• **EXERCISES**
1. According to the text on Nicodemus, why do survivalists and climbing instructors stress openness and humility whatever a person's level of expertise?
2. In the text on Nicodemus, which mountain were the hikers in Deep Survival descending?

• **TEXT SHOWN**
☆ ☆ ☆ ☆ ☆ ☆ ☆

It was an instant sensation because in some ways Dr. Robert E. Kelly, BBC specialist reporting from his home office, is all of us. And Nicodemus is all of us, too, what with his suit and tie and carefully constructed image, his impressive credentials of leadership and prominence, his books all lined up for Jesus and anyone else to see. He lives in all of us who are already convinced of what is real and what is possible, and what is not. He is in all of us who are certain of how things are.

“We know… what there is to know about you, Jesus,” Nicodemus says for us all. But what he does not yet seem to know is how perilous such assurance can be. How dangerous it can be, in fact, when your expectations are so fixed.

Author Laurence Gonzales writes of this in his book, Deep Survival, written about a group of hikers who were descending Mt. Hood in Northern Oregon. A well-known climb, these experienced hikers decided to take the quick route back to warmth, using ice axes and taking fewer precautions. But they had not accounted for the fact that the conditions had changed. The snow had become less solid, resulting in a catastrophic fall. In his book, Gonzales point out how the group’s prior experience, training, plans and expectations are what ultimately betrayed them.  “It all conspired to encourage a sense of confidence… and mask cues about the changing environment.” And Gonzales writes, “A closed attitude, an attitude that says, ‘I already know,’ may cause you to miss the most important information.” That’s why survivalists and climbing instructors refer to the need for openness and humility, no matter your level of expertise.

Such humility is not the easiest of qualities for those of us accustomed to knowing. I want to hold on to what I was taught, not step out into the light of something new. I want God to fulfill my expectations right where I am right now. I know what Jesus can do, what the Bible says, what the kingdom ought to look like. I know who the Messiah is, and who I am because of it. But as the cross reminds us throughout Lent, if we are going to take up the way of Jesus, we must first give up out own way, which includes giving up the weight of expectation that we so often carry to our encounters with God.

In our Old Testament passage today, Abram thought he had figured out who God is, where he should be, what his family would look like. But in this episode so foundational to Israel’s story, God calls to Abram and asks Abram and Sarai to head out into an unknown future, without direction, or much knowledge of where they were going. They got lost along the way. They made plenty of mistakes – a whole series of misunderstandings, mishaps and abuses. But the Bible calls them “righteous.” Because they heard God’s call in the middle of their place of security and certainty, and they left the expectations of what there lives were supposed to be like and they followed this call to a land God promised to show them.

☆ ☆ ☆ ☆ ☆ ☆ ☆

• **ENTRIES PROVIDED**

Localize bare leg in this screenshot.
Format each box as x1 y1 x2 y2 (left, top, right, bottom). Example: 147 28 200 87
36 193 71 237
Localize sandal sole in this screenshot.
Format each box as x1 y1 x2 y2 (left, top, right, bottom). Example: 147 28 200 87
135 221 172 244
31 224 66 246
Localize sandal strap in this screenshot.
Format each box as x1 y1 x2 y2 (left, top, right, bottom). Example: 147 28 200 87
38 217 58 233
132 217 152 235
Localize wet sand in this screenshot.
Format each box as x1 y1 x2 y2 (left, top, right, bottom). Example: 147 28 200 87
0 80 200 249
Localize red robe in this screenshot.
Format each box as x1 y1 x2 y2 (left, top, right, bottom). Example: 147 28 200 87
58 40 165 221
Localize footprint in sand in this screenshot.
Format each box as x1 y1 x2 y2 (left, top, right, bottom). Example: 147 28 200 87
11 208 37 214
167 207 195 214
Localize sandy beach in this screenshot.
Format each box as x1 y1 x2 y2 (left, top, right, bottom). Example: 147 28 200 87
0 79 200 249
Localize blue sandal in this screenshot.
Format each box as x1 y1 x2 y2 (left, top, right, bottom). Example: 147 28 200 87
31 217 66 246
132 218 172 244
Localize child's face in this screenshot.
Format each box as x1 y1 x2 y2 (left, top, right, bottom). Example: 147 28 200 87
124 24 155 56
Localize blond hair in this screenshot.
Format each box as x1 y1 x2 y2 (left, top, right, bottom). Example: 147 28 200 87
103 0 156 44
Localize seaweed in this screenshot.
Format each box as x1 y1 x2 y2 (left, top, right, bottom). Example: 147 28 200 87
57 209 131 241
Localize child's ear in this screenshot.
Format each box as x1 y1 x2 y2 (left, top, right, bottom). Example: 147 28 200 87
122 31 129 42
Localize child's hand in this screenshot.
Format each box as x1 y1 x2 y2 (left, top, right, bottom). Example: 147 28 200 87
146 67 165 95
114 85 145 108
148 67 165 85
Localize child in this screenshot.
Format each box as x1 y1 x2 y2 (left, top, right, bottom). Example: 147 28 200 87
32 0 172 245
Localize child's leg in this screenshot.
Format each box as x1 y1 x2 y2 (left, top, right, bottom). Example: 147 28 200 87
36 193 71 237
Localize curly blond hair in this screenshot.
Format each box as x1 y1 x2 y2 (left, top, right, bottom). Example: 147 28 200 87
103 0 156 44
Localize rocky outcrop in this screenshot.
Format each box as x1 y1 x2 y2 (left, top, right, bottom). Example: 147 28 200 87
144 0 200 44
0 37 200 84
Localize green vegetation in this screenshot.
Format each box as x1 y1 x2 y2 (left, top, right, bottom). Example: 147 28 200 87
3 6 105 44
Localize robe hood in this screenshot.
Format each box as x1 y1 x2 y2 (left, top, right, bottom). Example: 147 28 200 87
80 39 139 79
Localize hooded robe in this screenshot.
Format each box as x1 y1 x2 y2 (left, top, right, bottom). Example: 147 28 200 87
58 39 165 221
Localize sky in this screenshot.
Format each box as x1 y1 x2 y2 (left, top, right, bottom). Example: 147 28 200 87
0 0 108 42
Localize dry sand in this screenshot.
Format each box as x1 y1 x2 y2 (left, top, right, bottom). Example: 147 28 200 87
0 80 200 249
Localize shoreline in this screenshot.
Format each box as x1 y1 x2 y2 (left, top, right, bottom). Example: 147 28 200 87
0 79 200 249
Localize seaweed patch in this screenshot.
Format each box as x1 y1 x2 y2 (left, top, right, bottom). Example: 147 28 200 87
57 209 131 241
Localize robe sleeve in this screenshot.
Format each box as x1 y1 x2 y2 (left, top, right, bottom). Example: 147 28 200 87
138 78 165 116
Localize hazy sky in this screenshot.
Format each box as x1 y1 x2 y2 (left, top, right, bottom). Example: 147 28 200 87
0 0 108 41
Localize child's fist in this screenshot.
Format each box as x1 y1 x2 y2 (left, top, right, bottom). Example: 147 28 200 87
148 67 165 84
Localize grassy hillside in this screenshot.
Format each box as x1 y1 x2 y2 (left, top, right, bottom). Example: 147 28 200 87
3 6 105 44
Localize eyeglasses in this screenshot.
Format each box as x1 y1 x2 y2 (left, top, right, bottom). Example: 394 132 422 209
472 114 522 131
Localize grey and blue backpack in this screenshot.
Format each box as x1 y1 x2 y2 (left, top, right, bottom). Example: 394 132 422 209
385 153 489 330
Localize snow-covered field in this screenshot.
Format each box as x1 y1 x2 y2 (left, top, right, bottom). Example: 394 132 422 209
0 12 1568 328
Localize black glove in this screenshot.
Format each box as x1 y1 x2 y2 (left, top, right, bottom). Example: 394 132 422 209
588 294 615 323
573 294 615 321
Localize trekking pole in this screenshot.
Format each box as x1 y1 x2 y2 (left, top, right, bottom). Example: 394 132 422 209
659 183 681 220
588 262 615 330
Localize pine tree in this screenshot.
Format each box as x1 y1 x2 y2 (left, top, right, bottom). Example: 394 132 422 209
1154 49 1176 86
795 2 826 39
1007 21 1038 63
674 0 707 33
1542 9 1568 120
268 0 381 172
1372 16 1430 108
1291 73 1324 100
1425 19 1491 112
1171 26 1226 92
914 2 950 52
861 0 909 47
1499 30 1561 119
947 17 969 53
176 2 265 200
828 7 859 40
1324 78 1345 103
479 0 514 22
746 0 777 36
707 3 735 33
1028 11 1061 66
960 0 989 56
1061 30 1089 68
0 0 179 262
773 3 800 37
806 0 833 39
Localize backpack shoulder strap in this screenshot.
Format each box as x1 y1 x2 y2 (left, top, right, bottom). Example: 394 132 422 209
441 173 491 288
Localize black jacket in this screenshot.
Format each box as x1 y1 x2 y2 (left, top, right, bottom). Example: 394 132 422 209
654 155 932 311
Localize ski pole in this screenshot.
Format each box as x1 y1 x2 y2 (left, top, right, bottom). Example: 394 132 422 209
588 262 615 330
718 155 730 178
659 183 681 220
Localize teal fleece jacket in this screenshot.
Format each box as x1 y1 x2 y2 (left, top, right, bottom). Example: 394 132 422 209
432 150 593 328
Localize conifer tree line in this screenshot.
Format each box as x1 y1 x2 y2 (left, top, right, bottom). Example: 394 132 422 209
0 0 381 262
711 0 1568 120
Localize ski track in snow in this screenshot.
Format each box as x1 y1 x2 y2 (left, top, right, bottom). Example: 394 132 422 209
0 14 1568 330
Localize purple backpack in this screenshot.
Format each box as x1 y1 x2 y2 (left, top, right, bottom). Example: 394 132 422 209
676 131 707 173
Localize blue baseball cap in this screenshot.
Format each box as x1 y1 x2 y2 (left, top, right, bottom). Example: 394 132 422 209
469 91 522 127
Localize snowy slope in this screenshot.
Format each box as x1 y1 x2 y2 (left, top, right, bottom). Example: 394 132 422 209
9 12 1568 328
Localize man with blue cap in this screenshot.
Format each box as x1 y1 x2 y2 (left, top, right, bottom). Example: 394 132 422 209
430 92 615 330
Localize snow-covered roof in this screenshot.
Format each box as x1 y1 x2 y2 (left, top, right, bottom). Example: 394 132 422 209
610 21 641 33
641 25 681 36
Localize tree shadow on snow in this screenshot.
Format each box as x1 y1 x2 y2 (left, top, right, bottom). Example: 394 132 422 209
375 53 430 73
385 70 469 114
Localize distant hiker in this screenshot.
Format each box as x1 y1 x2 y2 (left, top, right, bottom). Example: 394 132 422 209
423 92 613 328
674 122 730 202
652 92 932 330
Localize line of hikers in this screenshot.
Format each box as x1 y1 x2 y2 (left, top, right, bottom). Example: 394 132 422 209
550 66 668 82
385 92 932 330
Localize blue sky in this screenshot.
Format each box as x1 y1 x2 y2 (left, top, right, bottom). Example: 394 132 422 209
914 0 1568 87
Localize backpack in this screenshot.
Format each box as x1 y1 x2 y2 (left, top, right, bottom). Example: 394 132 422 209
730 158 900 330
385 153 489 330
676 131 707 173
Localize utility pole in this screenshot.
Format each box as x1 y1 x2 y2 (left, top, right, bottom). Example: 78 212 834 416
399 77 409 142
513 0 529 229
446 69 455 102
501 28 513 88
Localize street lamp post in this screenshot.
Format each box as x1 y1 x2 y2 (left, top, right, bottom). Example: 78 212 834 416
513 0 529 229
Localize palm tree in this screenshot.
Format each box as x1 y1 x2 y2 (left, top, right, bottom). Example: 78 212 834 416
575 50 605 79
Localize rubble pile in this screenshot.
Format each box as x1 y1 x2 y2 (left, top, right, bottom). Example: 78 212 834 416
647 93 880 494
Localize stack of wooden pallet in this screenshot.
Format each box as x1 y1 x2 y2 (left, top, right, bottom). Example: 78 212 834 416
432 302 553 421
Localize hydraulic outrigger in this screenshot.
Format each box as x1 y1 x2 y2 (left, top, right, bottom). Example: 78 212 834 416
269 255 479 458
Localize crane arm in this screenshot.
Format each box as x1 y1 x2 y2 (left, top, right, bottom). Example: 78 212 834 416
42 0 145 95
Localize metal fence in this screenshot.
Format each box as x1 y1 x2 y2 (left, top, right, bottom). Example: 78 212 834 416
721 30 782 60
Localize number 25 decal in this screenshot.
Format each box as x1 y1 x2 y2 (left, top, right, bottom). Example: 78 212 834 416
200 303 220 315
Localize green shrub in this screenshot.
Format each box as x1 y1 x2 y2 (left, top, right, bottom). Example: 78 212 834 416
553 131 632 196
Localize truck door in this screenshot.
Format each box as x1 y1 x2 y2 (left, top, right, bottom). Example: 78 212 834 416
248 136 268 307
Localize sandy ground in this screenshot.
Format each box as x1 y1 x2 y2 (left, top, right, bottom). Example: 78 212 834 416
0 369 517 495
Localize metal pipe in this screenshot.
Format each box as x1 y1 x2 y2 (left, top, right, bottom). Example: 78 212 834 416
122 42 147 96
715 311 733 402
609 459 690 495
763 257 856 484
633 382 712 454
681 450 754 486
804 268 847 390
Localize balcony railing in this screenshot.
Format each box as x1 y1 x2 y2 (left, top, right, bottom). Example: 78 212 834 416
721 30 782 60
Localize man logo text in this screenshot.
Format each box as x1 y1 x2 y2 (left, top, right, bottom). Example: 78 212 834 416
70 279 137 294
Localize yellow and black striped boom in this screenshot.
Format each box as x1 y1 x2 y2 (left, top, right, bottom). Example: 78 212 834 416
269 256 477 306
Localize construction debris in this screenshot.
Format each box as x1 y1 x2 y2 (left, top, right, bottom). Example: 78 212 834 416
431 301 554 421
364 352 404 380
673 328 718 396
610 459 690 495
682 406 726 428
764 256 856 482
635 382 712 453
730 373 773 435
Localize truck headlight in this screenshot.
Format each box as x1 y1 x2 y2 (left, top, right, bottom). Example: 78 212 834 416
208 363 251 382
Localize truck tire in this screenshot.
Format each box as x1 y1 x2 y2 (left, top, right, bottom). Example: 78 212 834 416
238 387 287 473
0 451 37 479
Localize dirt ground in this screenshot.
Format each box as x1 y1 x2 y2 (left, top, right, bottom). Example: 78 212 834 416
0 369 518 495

☆ ☆ ☆ ☆ ☆ ☆ ☆

• **ANSWERS**
1. Gonzales writes that a closed attitude that says "I already know" may cause you to miss the most important information. The Mt. Hood hikers' experience, training, plans and expectations gave them confidence and masked cues that the conditions had changed.

2. Mt. Hood in Northern Oregon.